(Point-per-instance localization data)

● ● ●

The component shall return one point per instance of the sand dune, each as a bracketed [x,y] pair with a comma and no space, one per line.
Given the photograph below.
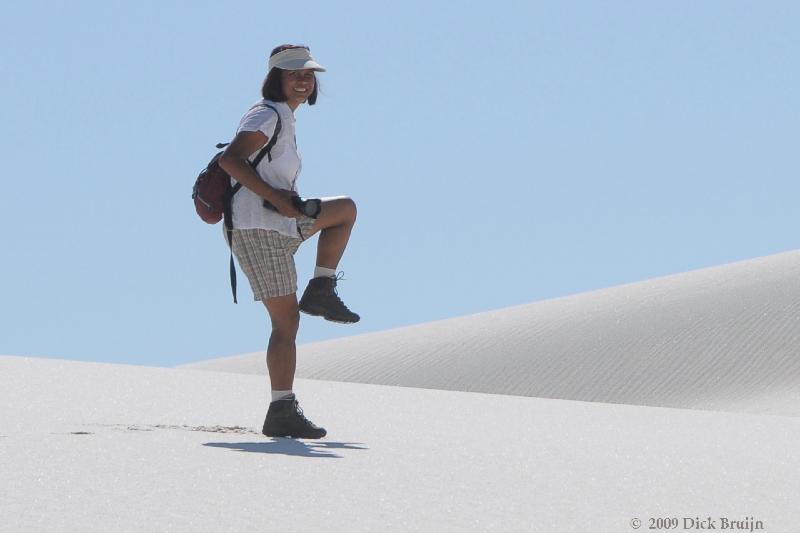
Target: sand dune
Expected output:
[97,447]
[723,338]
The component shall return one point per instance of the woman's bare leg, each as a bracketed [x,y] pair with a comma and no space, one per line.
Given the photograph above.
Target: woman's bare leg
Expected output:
[335,221]
[282,350]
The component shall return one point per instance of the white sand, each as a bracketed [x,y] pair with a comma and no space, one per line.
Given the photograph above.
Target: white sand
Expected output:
[724,338]
[98,447]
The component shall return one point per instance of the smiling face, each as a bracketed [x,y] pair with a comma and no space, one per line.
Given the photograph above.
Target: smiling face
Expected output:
[297,86]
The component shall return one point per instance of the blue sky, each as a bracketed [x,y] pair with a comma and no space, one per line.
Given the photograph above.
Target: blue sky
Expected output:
[500,153]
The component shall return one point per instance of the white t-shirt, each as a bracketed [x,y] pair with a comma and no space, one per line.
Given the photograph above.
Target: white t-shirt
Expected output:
[282,172]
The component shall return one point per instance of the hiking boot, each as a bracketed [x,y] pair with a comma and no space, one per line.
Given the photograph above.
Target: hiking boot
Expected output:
[286,419]
[320,299]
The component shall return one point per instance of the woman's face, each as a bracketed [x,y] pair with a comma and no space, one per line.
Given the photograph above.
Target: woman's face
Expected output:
[297,85]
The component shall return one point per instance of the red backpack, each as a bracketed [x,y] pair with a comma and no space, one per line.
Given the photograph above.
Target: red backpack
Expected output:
[213,194]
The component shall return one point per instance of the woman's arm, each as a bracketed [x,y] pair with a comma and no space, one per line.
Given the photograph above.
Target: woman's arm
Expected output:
[234,162]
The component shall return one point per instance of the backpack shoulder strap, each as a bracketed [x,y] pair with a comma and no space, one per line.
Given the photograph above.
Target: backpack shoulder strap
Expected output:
[228,198]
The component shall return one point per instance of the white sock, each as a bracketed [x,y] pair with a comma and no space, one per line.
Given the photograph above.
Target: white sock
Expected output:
[322,272]
[281,395]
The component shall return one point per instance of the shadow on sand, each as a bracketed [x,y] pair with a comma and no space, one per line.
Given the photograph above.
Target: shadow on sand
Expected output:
[287,446]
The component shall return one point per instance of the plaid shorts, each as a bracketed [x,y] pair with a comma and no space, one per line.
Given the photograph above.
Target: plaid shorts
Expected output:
[267,259]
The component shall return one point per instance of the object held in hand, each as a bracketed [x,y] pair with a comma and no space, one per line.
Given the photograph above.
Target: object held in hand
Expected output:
[309,207]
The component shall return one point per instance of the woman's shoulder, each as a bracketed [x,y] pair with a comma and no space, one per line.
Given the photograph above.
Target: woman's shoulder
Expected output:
[260,116]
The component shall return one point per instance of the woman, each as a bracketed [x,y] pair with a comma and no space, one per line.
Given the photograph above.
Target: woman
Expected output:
[268,229]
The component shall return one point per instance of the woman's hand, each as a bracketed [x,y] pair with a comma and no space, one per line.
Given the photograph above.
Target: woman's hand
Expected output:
[283,203]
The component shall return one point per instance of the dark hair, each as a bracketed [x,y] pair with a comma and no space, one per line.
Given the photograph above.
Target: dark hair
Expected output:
[272,88]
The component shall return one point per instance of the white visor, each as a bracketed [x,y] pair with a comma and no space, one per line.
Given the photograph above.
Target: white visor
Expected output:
[295,59]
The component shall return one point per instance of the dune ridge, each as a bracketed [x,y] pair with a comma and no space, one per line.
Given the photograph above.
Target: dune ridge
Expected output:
[722,338]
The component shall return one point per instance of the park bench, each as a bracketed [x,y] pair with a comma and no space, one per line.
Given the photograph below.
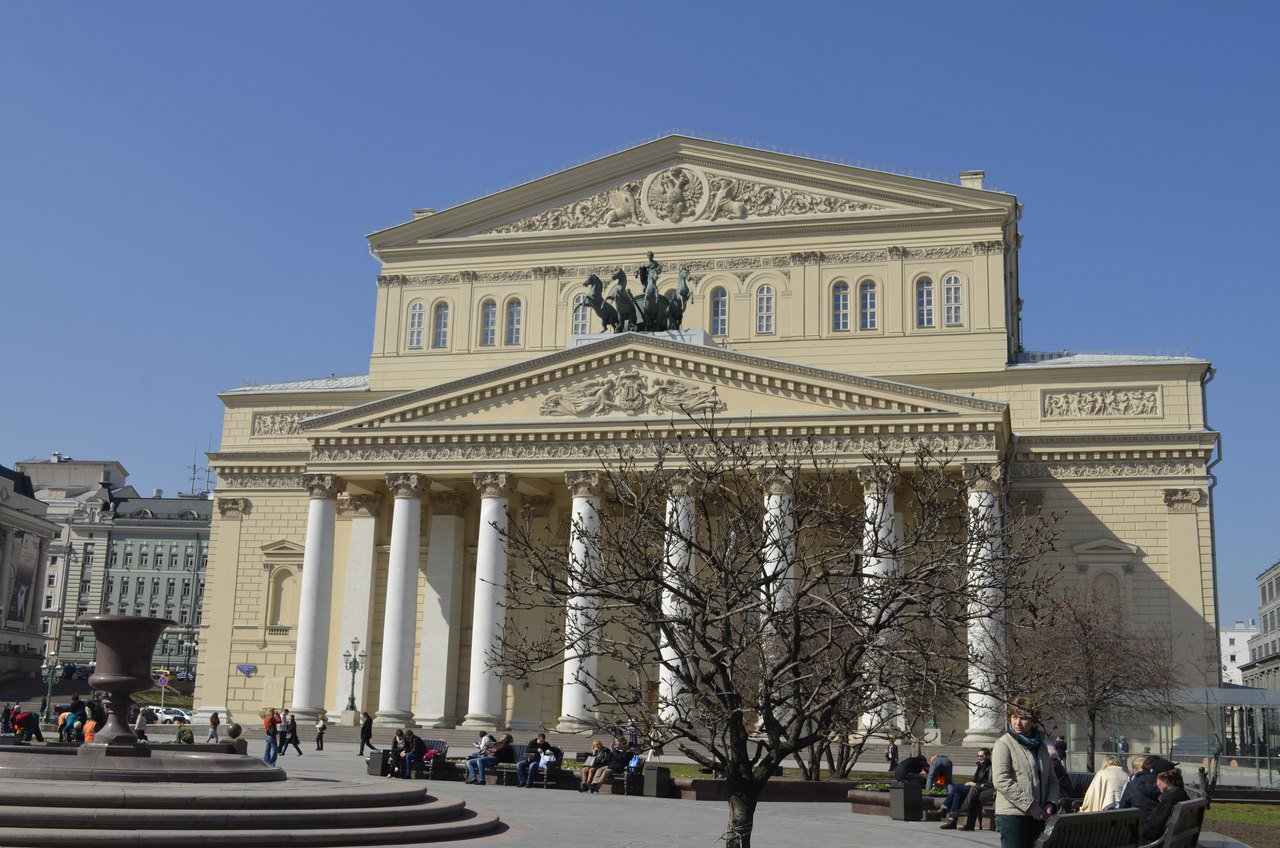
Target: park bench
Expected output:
[1106,829]
[1184,825]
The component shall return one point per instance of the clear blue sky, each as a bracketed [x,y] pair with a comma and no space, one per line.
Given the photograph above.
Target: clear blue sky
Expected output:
[184,188]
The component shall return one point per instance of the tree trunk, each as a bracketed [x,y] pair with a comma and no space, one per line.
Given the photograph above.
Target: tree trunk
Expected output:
[743,794]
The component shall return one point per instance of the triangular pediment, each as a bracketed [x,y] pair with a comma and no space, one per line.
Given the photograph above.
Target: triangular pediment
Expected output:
[681,182]
[636,379]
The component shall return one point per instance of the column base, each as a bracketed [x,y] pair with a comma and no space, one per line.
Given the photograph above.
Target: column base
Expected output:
[576,724]
[443,723]
[393,719]
[478,721]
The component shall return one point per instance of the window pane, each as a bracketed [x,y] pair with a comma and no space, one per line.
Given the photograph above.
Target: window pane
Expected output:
[416,314]
[440,326]
[867,308]
[489,323]
[720,313]
[764,309]
[840,306]
[924,302]
[513,322]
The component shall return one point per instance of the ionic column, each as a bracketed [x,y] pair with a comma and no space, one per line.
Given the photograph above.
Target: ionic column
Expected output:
[677,570]
[778,552]
[442,612]
[986,629]
[488,614]
[577,705]
[394,707]
[357,601]
[315,596]
[878,561]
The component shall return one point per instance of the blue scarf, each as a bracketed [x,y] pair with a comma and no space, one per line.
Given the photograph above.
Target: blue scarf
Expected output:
[1032,741]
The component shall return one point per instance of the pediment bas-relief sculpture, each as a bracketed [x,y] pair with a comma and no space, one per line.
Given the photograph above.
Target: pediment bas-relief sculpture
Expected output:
[684,195]
[631,392]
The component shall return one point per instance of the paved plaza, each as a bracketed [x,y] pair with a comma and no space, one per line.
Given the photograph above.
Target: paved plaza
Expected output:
[574,820]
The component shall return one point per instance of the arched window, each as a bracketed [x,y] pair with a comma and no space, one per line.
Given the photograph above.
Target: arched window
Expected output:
[952,300]
[488,323]
[512,333]
[924,302]
[764,309]
[720,311]
[440,326]
[868,306]
[416,318]
[840,306]
[581,324]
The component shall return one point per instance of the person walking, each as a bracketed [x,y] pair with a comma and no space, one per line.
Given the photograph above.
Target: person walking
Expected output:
[270,725]
[366,734]
[1027,788]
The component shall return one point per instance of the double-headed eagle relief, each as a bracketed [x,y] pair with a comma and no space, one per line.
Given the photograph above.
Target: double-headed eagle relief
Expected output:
[650,311]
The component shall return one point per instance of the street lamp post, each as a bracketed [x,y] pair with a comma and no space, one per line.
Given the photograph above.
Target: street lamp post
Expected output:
[353,661]
[51,671]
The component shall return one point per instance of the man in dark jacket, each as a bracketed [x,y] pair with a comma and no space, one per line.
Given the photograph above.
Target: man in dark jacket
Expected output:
[968,797]
[1141,792]
[912,769]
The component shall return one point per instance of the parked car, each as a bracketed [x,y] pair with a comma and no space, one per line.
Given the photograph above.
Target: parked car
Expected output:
[167,715]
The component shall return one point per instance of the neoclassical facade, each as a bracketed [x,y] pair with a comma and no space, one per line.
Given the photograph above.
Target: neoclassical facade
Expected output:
[850,305]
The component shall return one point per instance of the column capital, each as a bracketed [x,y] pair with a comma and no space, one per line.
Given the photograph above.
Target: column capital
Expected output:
[493,483]
[583,483]
[360,506]
[407,484]
[982,477]
[324,486]
[1183,500]
[232,509]
[448,504]
[876,481]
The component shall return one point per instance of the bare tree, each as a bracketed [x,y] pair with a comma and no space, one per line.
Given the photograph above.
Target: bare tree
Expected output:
[740,575]
[1084,657]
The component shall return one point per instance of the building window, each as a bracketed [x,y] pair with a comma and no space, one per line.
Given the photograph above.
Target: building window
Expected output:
[416,315]
[440,326]
[924,302]
[764,309]
[489,323]
[512,333]
[581,324]
[868,306]
[952,301]
[720,313]
[840,308]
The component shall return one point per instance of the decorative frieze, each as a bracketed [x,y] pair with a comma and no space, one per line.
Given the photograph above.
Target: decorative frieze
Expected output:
[325,486]
[493,483]
[1109,402]
[632,393]
[1102,470]
[1183,500]
[412,486]
[583,483]
[835,446]
[453,504]
[233,509]
[280,423]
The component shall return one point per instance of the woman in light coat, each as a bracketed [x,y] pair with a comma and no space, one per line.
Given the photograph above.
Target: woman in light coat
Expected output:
[1106,787]
[1027,788]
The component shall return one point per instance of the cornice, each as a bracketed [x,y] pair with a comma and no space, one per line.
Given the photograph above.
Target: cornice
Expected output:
[533,372]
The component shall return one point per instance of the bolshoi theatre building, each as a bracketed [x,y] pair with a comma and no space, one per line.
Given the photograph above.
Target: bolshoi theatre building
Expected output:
[823,300]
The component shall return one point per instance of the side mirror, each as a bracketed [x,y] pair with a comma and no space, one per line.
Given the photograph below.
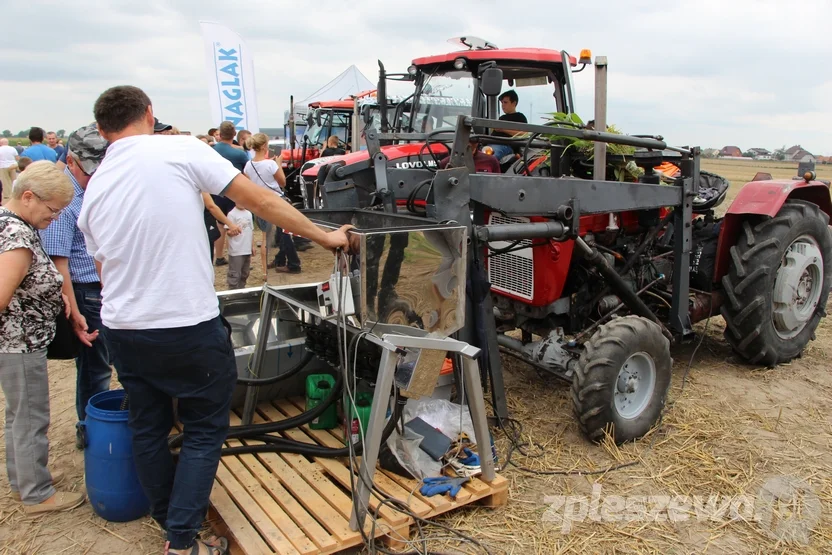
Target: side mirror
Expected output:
[491,82]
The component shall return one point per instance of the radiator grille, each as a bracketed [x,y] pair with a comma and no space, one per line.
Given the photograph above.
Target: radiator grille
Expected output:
[512,272]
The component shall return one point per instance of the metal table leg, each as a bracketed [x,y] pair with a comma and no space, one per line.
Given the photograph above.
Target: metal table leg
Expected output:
[372,439]
[474,396]
[259,356]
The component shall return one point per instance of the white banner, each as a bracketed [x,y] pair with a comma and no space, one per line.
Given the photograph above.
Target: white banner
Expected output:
[230,66]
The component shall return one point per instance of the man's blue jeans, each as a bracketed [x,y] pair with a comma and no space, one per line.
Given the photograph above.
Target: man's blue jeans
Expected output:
[195,365]
[287,254]
[92,365]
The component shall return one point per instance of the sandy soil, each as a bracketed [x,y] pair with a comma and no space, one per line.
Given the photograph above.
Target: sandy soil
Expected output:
[730,430]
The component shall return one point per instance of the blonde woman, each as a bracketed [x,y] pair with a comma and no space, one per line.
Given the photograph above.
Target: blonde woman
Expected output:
[30,301]
[267,173]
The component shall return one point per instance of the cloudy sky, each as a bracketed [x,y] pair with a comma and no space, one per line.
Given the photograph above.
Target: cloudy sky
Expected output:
[742,72]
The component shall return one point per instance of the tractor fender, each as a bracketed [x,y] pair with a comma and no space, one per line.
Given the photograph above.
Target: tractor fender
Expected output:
[764,198]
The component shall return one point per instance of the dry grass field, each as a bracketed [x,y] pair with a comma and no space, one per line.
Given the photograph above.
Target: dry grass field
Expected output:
[731,433]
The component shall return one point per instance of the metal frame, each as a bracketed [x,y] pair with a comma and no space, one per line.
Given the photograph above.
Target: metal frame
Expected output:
[392,344]
[465,193]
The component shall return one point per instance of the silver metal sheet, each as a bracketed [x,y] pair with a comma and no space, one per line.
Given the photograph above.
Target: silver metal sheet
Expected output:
[411,271]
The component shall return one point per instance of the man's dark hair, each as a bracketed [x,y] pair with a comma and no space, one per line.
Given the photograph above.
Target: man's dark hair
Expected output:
[36,135]
[120,106]
[227,131]
[511,95]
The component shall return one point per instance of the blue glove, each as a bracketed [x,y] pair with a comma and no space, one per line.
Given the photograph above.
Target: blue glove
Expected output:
[470,459]
[440,485]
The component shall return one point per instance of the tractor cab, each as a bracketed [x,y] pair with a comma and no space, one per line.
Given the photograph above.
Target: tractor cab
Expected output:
[541,78]
[418,128]
[326,119]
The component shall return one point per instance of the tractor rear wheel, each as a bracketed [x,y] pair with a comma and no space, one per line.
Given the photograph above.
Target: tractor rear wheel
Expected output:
[778,283]
[622,378]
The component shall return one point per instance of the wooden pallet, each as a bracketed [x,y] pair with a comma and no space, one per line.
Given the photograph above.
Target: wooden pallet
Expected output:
[290,504]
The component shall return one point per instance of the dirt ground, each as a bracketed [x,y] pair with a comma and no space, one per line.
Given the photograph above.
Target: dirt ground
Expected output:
[732,430]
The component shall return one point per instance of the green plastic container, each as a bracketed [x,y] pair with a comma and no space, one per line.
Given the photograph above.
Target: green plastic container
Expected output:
[318,388]
[360,412]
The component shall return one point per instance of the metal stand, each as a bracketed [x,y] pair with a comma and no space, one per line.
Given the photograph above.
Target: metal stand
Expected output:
[391,345]
[381,396]
[269,305]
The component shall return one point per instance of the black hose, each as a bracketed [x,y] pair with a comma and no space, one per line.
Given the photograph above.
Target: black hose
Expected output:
[648,240]
[252,430]
[282,445]
[614,281]
[307,357]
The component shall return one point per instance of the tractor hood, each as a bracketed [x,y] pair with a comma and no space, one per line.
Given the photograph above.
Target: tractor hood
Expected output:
[405,156]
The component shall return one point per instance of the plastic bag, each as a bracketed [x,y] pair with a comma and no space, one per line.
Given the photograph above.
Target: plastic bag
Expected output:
[449,418]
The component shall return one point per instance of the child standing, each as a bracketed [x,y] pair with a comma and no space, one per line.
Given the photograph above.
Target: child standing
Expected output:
[240,247]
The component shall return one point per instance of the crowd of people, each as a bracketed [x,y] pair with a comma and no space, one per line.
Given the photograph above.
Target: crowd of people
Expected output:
[84,236]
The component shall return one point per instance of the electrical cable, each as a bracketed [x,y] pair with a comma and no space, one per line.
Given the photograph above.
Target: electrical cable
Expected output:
[384,499]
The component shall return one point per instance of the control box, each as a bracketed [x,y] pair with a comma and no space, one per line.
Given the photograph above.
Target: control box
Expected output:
[330,296]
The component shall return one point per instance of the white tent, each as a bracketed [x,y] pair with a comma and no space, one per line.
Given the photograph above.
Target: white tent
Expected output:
[350,82]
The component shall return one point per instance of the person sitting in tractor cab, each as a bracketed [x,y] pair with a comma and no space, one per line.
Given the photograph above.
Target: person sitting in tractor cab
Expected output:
[483,163]
[332,147]
[508,102]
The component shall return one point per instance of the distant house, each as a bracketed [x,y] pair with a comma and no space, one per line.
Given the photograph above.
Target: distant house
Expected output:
[731,151]
[803,156]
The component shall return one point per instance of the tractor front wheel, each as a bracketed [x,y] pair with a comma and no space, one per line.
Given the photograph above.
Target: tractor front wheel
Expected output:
[622,378]
[778,283]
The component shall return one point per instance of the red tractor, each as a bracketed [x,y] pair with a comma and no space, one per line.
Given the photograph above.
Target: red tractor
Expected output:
[597,269]
[323,120]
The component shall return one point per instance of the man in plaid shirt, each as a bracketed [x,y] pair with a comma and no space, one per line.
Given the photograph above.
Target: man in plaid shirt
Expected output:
[64,242]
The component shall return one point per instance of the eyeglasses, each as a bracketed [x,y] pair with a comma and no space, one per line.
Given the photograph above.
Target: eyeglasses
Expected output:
[55,213]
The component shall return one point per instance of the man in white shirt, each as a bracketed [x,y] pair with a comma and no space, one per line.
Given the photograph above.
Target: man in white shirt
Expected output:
[8,167]
[143,223]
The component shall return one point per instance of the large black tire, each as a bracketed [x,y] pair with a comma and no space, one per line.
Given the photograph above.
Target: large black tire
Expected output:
[753,328]
[606,358]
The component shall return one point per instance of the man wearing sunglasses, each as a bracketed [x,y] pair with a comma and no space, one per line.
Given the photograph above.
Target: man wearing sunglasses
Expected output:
[65,243]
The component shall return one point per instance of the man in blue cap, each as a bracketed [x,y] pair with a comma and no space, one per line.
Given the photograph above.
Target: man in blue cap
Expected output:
[64,242]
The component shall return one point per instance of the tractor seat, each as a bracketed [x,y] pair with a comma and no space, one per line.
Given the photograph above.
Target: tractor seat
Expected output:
[712,191]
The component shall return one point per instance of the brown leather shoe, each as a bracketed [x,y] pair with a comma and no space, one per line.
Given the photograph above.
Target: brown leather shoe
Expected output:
[61,501]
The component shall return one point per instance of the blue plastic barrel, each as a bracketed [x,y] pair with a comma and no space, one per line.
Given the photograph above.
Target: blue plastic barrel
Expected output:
[112,483]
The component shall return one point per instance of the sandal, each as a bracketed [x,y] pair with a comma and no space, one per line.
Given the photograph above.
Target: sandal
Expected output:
[216,546]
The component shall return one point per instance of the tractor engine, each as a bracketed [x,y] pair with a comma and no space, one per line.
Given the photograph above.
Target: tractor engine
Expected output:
[544,289]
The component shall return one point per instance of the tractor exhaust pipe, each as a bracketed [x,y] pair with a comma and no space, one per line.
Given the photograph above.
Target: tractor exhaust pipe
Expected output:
[514,232]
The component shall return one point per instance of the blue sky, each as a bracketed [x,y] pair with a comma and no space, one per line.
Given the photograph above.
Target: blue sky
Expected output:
[747,73]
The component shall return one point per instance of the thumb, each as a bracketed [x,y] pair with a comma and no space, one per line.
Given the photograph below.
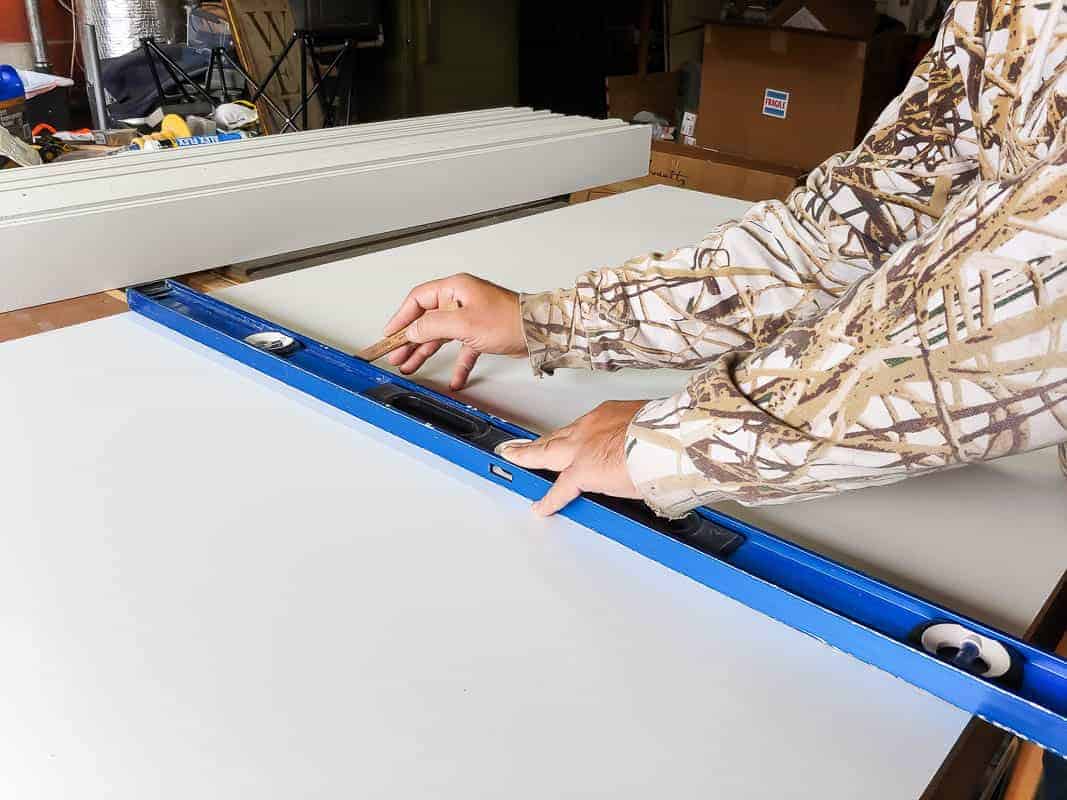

● ● ●

**Task prompt**
Copy the entries above exactly, but only from the line holding "Target: metal table leg" through the line holding "The component shall return one point per instance of the cloudy", both included.

**Solution below**
Target: metal table leg
Expected output:
[372,439]
[474,396]
[259,356]
The component shall return one point per instance of the white banner, each as a bracketed [x,y] pair with a comma and no space, one per line.
Given the photograph above.
Target: white banner
Expected output:
[230,66]
The component shall return one point per instance of the man's blue jeans, each as a bracketed [x,y] pair with a comma and no space, one per line.
Given the photograph above.
Target: man's blue jeans
Expected output:
[195,365]
[287,254]
[92,365]
The component shall return one point per instance of the sandy soil, each as a bracketed [x,y] pair with a comma and no space, one per line.
Given the photograph above.
Target: sandy soil
Expected output:
[730,430]
The component shall return one point per instance of the blonde woman, each as a bracketed [x,y] pair with a comma and no space, one per line.
Given the photograph above.
Target: blonde woman
Expected output:
[30,301]
[267,173]
The component shall return one point per instance of the cloudy sky, each as a bracketed [x,y] pair with a comma and no space, one per line.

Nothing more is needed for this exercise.